Given task: Render the data below as a Markdown table with the columns Row and Line, one numbered row per line and blank lines omitted. Include only the lines from the one containing "Double-check task: an earlier pass labeled this image for paved" through the one containing "[441,148,934,304]", both ends included.
---- Data supplied
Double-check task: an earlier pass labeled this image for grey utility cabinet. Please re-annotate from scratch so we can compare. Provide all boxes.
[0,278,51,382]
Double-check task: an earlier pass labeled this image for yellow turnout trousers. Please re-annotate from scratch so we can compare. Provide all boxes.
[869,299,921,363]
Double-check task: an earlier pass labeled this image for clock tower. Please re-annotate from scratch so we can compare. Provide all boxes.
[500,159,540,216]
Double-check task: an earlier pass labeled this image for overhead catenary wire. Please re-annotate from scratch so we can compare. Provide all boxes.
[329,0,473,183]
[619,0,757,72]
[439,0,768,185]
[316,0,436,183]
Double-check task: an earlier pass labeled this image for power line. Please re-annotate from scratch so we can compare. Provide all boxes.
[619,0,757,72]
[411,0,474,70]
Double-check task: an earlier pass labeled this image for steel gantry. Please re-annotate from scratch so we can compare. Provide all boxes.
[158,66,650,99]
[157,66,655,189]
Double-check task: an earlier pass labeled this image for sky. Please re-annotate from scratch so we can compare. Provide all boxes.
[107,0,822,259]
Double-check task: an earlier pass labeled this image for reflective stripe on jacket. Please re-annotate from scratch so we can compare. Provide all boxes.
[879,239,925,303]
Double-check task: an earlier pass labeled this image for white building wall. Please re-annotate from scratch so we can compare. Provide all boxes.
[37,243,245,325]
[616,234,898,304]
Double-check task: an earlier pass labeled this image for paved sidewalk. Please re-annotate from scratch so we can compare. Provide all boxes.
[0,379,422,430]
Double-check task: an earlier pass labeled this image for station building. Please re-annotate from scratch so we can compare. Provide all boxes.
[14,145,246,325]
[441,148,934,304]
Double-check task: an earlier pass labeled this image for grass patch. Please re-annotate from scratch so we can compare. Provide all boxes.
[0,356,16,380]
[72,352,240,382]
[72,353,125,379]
--------
Solution for this task:
| Row | Line |
|---|---|
| 1 | Double-check task: an earlier pass labeled this image for paved sidewalk. Please re-annotate from scratch so we can compare. Provide all boxes. |
| 2 | [0,379,422,430] |
| 3 | Double-check task: an earlier pass labeled this image for station building. Please re-annotate from scratch so we can compare. Provide all boxes. |
| 4 | [14,145,246,325] |
| 5 | [441,148,934,304] |